▶ _WORK TO COMPLETE_
Copy out the stretch from the line containing "Write each <instance>" through the line containing "negative clicks: (121, 124)", both included, and nothing more of the material.

BEGIN THE DATA

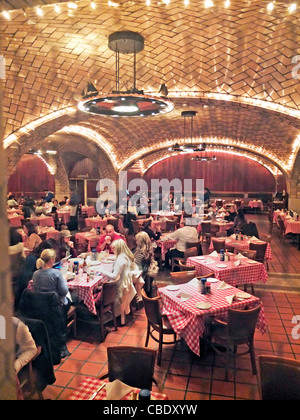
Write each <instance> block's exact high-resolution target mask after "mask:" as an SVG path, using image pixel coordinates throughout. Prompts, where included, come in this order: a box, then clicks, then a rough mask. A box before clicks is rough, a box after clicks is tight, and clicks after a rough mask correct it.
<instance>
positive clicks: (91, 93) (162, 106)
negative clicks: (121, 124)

END THE DATA
BEGIN THE DATA

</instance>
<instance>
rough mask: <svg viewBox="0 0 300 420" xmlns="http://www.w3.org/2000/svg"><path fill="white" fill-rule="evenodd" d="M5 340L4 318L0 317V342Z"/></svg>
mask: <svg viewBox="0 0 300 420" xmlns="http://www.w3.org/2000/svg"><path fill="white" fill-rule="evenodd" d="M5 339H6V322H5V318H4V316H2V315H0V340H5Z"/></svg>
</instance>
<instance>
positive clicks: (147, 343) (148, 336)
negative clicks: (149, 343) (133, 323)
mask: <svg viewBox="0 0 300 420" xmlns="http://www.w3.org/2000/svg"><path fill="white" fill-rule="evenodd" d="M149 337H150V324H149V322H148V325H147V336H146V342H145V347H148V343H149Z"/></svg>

END THE DATA

▶ _TASK OUTPUT_
Write each <instance> block's exact high-resolution target mask after "mask:" as an SVG path, using image pixel coordinates throughout. Prompts, where included, come in this order: a box, then clicks, then a rough mask. A box before clicks is rough, a box after clicks is tight, and clicks after a rough mask correct it.
<instance>
positive clicks: (91, 93) (162, 106)
negative clicks: (121, 124)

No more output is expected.